## The problem:
Below is a set of records. Repeat all of them exactly.

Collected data
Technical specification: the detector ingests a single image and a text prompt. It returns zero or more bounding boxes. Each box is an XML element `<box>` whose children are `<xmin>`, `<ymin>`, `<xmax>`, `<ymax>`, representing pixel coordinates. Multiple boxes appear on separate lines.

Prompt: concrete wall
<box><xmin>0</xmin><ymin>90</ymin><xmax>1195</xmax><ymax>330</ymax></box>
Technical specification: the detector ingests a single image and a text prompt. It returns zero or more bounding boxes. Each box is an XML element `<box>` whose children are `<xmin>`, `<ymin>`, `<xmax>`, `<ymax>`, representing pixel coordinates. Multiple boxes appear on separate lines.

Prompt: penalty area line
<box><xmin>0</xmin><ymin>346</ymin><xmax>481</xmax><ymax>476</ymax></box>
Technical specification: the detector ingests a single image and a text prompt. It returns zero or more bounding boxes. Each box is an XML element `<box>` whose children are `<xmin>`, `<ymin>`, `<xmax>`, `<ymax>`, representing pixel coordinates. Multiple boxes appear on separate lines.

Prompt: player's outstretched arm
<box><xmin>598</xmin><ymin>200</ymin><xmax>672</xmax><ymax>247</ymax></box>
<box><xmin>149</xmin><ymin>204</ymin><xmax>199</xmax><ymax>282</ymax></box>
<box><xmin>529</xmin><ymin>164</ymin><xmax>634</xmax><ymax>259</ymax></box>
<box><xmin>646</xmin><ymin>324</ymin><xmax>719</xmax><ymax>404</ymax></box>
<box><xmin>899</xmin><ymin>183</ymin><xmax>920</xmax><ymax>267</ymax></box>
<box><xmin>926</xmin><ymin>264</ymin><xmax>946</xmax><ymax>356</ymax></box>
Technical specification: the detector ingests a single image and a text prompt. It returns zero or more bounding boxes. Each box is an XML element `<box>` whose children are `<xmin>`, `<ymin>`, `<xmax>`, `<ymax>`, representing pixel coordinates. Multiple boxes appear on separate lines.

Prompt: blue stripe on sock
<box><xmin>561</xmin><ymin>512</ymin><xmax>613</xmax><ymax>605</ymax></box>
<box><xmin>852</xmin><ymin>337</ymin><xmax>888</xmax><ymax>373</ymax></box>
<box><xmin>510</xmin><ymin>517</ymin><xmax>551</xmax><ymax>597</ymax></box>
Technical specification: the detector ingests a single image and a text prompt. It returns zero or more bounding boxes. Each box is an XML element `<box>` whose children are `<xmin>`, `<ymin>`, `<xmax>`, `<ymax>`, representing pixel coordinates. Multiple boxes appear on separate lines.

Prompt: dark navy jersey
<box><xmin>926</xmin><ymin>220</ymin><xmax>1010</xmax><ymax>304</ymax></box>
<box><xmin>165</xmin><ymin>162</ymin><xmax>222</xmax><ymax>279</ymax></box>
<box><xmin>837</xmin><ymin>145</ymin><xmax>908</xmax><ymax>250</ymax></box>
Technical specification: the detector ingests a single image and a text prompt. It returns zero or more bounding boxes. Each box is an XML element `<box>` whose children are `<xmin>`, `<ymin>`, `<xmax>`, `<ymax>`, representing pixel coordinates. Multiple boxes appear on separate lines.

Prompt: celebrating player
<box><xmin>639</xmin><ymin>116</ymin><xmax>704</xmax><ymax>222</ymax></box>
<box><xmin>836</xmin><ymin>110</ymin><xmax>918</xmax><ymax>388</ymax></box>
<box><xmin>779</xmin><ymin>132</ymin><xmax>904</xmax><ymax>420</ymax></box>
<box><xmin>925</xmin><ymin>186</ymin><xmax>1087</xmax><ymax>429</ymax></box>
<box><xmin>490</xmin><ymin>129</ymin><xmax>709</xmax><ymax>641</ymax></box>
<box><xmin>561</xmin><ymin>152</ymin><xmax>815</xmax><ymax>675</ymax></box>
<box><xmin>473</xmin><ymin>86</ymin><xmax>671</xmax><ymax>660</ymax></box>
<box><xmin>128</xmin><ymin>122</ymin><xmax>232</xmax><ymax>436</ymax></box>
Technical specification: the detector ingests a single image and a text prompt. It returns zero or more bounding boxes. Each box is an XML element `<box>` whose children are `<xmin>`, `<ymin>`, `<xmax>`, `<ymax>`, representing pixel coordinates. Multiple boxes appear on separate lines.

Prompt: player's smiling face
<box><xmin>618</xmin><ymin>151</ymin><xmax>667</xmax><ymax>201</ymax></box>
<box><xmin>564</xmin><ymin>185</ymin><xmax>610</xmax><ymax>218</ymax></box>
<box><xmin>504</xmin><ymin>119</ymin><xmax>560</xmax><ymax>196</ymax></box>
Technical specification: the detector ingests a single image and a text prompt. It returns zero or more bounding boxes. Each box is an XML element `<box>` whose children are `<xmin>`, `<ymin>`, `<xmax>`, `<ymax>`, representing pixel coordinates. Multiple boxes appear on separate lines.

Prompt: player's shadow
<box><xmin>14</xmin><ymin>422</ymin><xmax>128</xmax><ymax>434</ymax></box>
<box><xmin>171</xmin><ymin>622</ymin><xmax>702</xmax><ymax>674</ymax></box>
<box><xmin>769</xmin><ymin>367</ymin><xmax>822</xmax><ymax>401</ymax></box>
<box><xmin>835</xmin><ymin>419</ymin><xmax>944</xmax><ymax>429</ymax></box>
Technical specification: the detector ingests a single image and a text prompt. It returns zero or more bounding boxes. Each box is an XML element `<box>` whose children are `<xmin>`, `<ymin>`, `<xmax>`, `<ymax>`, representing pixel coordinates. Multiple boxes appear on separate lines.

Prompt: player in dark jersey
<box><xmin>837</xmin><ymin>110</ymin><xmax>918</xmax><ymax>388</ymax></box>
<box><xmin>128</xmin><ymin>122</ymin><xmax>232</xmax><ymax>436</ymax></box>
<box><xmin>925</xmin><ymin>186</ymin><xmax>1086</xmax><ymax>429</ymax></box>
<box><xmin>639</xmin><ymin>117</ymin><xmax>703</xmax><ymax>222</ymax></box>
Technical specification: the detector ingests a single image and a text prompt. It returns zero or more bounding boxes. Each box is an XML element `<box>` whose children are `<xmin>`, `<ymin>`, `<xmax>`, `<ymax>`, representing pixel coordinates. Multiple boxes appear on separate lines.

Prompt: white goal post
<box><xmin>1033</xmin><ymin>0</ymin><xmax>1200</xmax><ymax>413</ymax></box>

## Worked solution:
Technical specification: the detector ingests a single image and a text prompt. It returns zero or more bounding boxes. Each box is an XML element `<box>` whose children are `<xmin>`, `<ymin>`, `<xmax>`, `<ymax>`, representing pixel coordinates. Multiple boxes appear on separate lines.

Prompt: concrete wall
<box><xmin>0</xmin><ymin>90</ymin><xmax>1195</xmax><ymax>330</ymax></box>
Technical specification: the detector ingests a single image and a text prompt. It returns zero or more bounding boxes. Each box is an XML element `<box>` whose children are `<xmin>`, `<ymin>`, `<xmax>`, `<ymax>`, representing pixel coordinates. Multiple boxes appear on separate lines.

Prompt: penalty area line
<box><xmin>0</xmin><ymin>346</ymin><xmax>481</xmax><ymax>476</ymax></box>
Technical specification: the detector ingests a single image and a text prompt. It returns zero or more bounding boxes. Each box is an XML element `<box>` whose children are `<xmin>`, `<ymin>`, `<xmax>`, `<ymax>`, representing pixel coordinates. Multiple boxes appear on separate lines.

Prompt: player's outstretched arm
<box><xmin>598</xmin><ymin>200</ymin><xmax>672</xmax><ymax>247</ymax></box>
<box><xmin>149</xmin><ymin>204</ymin><xmax>199</xmax><ymax>282</ymax></box>
<box><xmin>529</xmin><ymin>164</ymin><xmax>634</xmax><ymax>259</ymax></box>
<box><xmin>646</xmin><ymin>324</ymin><xmax>719</xmax><ymax>404</ymax></box>
<box><xmin>899</xmin><ymin>183</ymin><xmax>920</xmax><ymax>267</ymax></box>
<box><xmin>926</xmin><ymin>264</ymin><xmax>946</xmax><ymax>356</ymax></box>
Technical specification: the detector ingests a single image and a text prompt. It returns zero or more bounding boxes. Each box is an XML element `<box>` whose children are `<xmin>`, `<ymin>`, `<xmax>`, `<ymax>`, representing pixel coordinates. Multiple boxes appear on separate lines.

Prompt: blue stripe on sock
<box><xmin>561</xmin><ymin>512</ymin><xmax>613</xmax><ymax>605</ymax></box>
<box><xmin>852</xmin><ymin>337</ymin><xmax>888</xmax><ymax>373</ymax></box>
<box><xmin>510</xmin><ymin>517</ymin><xmax>551</xmax><ymax>597</ymax></box>
Technical specification: the detector ingests a single image and a text prompt. It returns zero or more bounding boxes. Each box is an XML element `<box>` whose children are `<xmin>`, `<ymin>`, `<xmax>`, `<ymax>`, representing pixel coordinates. Multiple boxes appear on separate lines.

Prompt: dark navy jersey
<box><xmin>926</xmin><ymin>220</ymin><xmax>1010</xmax><ymax>304</ymax></box>
<box><xmin>165</xmin><ymin>162</ymin><xmax>222</xmax><ymax>279</ymax></box>
<box><xmin>837</xmin><ymin>145</ymin><xmax>908</xmax><ymax>250</ymax></box>
Technical specification: the detector ingests a single image and a text prompt. It returns zero or more bounding boxes. Each box is an XML element `<box>` whose children are `<xmin>`, `<ymin>`, `<xmax>`, `<ymax>`, representing pixel coordinates. Multiple boxes appear on separate lines.

Prompt: celebrating player
<box><xmin>639</xmin><ymin>116</ymin><xmax>704</xmax><ymax>222</ymax></box>
<box><xmin>836</xmin><ymin>110</ymin><xmax>918</xmax><ymax>388</ymax></box>
<box><xmin>779</xmin><ymin>132</ymin><xmax>904</xmax><ymax>420</ymax></box>
<box><xmin>925</xmin><ymin>186</ymin><xmax>1087</xmax><ymax>429</ymax></box>
<box><xmin>490</xmin><ymin>129</ymin><xmax>709</xmax><ymax>641</ymax></box>
<box><xmin>561</xmin><ymin>152</ymin><xmax>815</xmax><ymax>675</ymax></box>
<box><xmin>473</xmin><ymin>86</ymin><xmax>671</xmax><ymax>660</ymax></box>
<box><xmin>128</xmin><ymin>122</ymin><xmax>232</xmax><ymax>436</ymax></box>
Technical specification: the detector ingests a single image and a text prompt. It returns zero or more bounding boxes. Each box is an XML element `<box>` whose children are `<xmin>`, `<ymin>`, `<xmax>`, `<ymax>`, representing pixel coordinates. Multiple boxes appear on separate lines.

Prompt: player's smiling face
<box><xmin>618</xmin><ymin>151</ymin><xmax>667</xmax><ymax>201</ymax></box>
<box><xmin>564</xmin><ymin>185</ymin><xmax>610</xmax><ymax>218</ymax></box>
<box><xmin>504</xmin><ymin>119</ymin><xmax>560</xmax><ymax>196</ymax></box>
Technical specification: the detector ingests a single image and a text prompt. It returns zero or more bounding boxes. Each box is an XML element `<box>` whose children are `<xmin>`, `<ymin>`, `<xmax>`, `<ymax>`, representing pixel coordinates. Multiple boxes appear on separate lines.

Prompt: player's shadow
<box><xmin>14</xmin><ymin>422</ymin><xmax>128</xmax><ymax>434</ymax></box>
<box><xmin>171</xmin><ymin>622</ymin><xmax>702</xmax><ymax>674</ymax></box>
<box><xmin>769</xmin><ymin>367</ymin><xmax>822</xmax><ymax>401</ymax></box>
<box><xmin>835</xmin><ymin>419</ymin><xmax>944</xmax><ymax>429</ymax></box>
Technical specification: the detector ingests a single image and a text prompt. It returns zero or more bounding boxes. Each box is an XML element `<box>` whose children are `<xmin>`, `<ymin>`, `<xmax>`, `<ymax>`, representing pixel coordinates. Multiple boxes appear on separate lines.

Prompt: player in dark jersey
<box><xmin>837</xmin><ymin>110</ymin><xmax>918</xmax><ymax>388</ymax></box>
<box><xmin>128</xmin><ymin>122</ymin><xmax>232</xmax><ymax>436</ymax></box>
<box><xmin>925</xmin><ymin>186</ymin><xmax>1086</xmax><ymax>429</ymax></box>
<box><xmin>639</xmin><ymin>117</ymin><xmax>703</xmax><ymax>222</ymax></box>
Technical specification: the detector ingests a single image and a text prompt. It returns zero or more bounding boxes. Each box is an XML element `<box>` whose children are `<xmin>`, `<ymin>`, `<xmax>`, `<ymax>`, representing pixel coordinates. Multiple boxes appear on separate lines.

Prompt: white goal post
<box><xmin>1033</xmin><ymin>0</ymin><xmax>1200</xmax><ymax>413</ymax></box>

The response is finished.